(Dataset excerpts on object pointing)
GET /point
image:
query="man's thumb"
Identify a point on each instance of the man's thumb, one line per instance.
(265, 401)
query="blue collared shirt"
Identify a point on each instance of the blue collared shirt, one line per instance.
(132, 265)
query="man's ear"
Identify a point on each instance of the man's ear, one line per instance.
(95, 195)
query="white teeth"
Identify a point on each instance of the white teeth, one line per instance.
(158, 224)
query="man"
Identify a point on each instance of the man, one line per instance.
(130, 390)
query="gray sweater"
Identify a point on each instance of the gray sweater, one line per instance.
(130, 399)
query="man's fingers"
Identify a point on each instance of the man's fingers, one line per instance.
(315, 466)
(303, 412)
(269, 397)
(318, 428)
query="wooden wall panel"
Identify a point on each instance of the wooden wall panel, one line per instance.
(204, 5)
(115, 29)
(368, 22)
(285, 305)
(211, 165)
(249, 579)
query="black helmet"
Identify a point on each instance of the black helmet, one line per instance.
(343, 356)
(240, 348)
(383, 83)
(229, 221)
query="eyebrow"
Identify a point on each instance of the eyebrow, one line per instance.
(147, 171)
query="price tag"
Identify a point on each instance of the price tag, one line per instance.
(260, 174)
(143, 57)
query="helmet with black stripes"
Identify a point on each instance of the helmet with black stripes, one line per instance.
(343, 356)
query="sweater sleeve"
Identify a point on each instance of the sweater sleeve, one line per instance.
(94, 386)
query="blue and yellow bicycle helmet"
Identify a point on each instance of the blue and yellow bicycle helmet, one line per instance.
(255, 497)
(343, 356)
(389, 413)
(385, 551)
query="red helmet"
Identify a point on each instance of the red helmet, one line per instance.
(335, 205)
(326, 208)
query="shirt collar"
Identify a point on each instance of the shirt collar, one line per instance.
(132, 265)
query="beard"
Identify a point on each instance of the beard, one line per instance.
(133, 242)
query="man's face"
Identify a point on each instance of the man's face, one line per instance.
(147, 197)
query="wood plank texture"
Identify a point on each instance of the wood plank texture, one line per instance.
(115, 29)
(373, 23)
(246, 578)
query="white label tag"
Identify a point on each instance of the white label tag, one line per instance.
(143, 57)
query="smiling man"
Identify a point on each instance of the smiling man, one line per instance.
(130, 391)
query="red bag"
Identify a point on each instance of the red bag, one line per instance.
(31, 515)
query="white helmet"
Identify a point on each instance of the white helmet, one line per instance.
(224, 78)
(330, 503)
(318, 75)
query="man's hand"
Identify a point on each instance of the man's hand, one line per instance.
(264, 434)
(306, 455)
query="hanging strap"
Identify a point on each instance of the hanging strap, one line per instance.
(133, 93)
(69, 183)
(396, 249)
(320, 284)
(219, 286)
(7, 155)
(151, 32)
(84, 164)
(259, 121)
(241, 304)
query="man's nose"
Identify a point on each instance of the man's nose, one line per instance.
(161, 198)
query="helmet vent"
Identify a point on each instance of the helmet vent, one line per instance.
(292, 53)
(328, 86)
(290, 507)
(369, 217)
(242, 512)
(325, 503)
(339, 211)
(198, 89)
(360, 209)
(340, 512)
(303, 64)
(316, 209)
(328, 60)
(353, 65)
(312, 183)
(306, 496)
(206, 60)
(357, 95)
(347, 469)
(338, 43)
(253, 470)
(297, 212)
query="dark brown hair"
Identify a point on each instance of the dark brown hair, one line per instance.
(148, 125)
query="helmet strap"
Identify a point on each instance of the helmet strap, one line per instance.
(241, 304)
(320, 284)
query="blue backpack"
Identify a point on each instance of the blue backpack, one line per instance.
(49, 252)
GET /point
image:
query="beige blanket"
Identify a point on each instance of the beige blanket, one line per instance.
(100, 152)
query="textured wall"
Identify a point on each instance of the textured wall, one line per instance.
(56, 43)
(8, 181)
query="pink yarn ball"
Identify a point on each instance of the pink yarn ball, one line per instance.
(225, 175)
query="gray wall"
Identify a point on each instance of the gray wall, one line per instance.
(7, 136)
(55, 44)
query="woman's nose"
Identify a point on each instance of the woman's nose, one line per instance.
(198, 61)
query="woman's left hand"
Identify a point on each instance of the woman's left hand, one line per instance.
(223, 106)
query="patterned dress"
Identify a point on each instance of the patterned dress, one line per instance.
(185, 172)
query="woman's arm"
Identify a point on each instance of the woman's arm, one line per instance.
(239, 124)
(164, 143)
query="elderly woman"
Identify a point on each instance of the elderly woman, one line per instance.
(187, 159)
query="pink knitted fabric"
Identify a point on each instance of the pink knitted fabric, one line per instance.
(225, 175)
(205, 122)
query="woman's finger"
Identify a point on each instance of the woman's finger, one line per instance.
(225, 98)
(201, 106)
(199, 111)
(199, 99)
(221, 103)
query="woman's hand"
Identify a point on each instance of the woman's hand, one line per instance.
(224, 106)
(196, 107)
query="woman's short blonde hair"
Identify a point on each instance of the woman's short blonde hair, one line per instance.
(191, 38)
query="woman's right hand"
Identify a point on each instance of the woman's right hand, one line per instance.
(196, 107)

What needs to be done: Transcribe the whole listing exactly.

Output of the exercise:
GET /point
image:
query="man's thumb"
Identify a point on each instance of the man's thumb, one line per instance.
(265, 401)
query="blue collared shirt"
Identify a point on each instance of the blue collared shirt, one line per instance.
(132, 265)
query="man's ear"
Identify a point on each instance of the man's ear, one line per instance.
(95, 195)
query="white teeth"
Identify a point on each instance of the white teeth, one line per instance.
(158, 224)
query="man"
Identify a point on each instance of the man, one line per instance.
(130, 390)
query="gray sweater"
Identify a point on each instance of the gray sweater, one line per instance.
(130, 399)
query="man's fingers"
Identify a point on each instance of the man's fingers, one line per instance.
(315, 466)
(303, 412)
(269, 397)
(318, 428)
query="wooden wall panel"
Identify a point on each instance of the wooden wall panel, one line per instance.
(204, 5)
(115, 29)
(368, 22)
(285, 305)
(211, 165)
(249, 579)
query="black helmet"
Identify a point on each instance of the black helmet, one line per instance.
(343, 356)
(240, 348)
(383, 83)
(229, 221)
query="eyebrow"
Identify a point on each instance of the eyebrow, one line per instance.
(147, 171)
query="price tag"
Identify a point on each instance of the price tag, one line per instance.
(260, 174)
(143, 57)
query="helmet with black stripes"
Identify a point on each instance of the helmet with black stripes, one line per instance.
(343, 356)
query="sweater sleeve"
Identify a point on each instance of the sweater sleeve, one line per instance.
(94, 386)
query="blue and yellow bicycle helmet"
Identify a point on each instance of the blue and yellow bicycle helmet, one line per instance.
(255, 497)
(343, 356)
(389, 413)
(385, 551)
query="red helmet"
Identify a point on each instance of the red helmet, one line per instance.
(335, 205)
(326, 208)
query="shirt collar"
Identify a point on each instance of the shirt collar, one line per instance.
(132, 265)
query="beard"
Identify a point on each instance of the beard, one line per instance.
(133, 242)
query="man's face"
Identify a point on each instance of the man's face, one line per instance.
(147, 197)
query="wood plank texture"
Identify a point on each instance of the wood plank texture, one line per instance.
(115, 29)
(373, 23)
(246, 578)
query="white label tag"
Identify a point on each instance of the white label tag, one line per instance.
(143, 57)
query="smiling man"
Identify a point on each instance of the smiling man, one line per instance.
(130, 391)
query="red bag"
Identify a point on each instance of the red bag, one line per instance.
(31, 515)
query="white helmet"
Identify a point on each instance of the white helmet, one line per instance.
(224, 78)
(330, 503)
(318, 75)
query="man's hand"
Identify a point on each instance of the man's hand, one line per instance.
(264, 434)
(306, 455)
query="hanging strap"
Identify a point on each instance of the hanging strap, one line per instance.
(133, 93)
(69, 183)
(396, 249)
(320, 284)
(219, 286)
(7, 155)
(151, 32)
(84, 164)
(259, 121)
(241, 304)
query="man's nose"
Identify a point on each instance of the man's nose, one line per instance.
(161, 198)
query="helmet vent"
Identify a point on each instance of the helmet vent, one line per instance.
(292, 53)
(328, 86)
(290, 507)
(369, 217)
(242, 512)
(325, 503)
(339, 211)
(198, 89)
(360, 209)
(340, 512)
(303, 64)
(316, 209)
(328, 60)
(353, 65)
(312, 183)
(306, 496)
(206, 60)
(357, 95)
(347, 469)
(338, 43)
(253, 470)
(297, 212)
query="dark brown hair"
Identify a point on each instance of the dark brown hair, one line per instance.
(148, 125)
query="helmet strap"
Identify a point on each instance of the helmet strap, one line per instance.
(241, 304)
(320, 284)
query="blue backpack"
Identify a point on each instance of the blue backpack, one line per instance.
(49, 252)
GET /point
image:
query="beige blanket"
Identify a point on each instance of the beige blanket, one line per instance.
(100, 152)
query="textured wall"
Identify a point on each instance of the textured wall, one line per instance.
(56, 43)
(8, 181)
query="pink yarn ball"
Identify a point on each instance of the pink yarn ball, one line per instance.
(225, 175)
query="gray wall"
Identify a point on each instance of the gray wall, one line per instance.
(7, 136)
(55, 44)
query="woman's nose"
Identify a point on each instance of the woman's nose, one line per instance.
(198, 61)
query="woman's left hand"
Identify a point on each instance of the woman's left hand, one line per instance.
(223, 106)
query="patterned dress"
Identify a point on each instance of the patterned dress, one line per instance.
(185, 172)
query="woman's arm"
Identify a point on each instance of the woman's arm, one line per instance.
(239, 124)
(164, 143)
query="elderly woman"
Identify a point on each instance of the elderly woman, one line per instance.
(187, 159)
query="pink knitted fabric"
Identify a point on each instance of the pink knitted fabric, one line per instance.
(225, 175)
(205, 122)
query="woman's finger"
Identify a point on each instance of the woman's finger, one line per instance.
(225, 98)
(201, 106)
(199, 111)
(199, 99)
(221, 103)
query="woman's hand"
Identify a point on each instance of the woman's hand, one line per instance.
(224, 106)
(196, 107)
query="woman's short blonde hair"
Identify a point on each instance of the woman's short blonde hair, one line per instance.
(191, 38)
query="woman's right hand"
Identify a point on each instance of the woman's right hand, one line per instance.
(196, 107)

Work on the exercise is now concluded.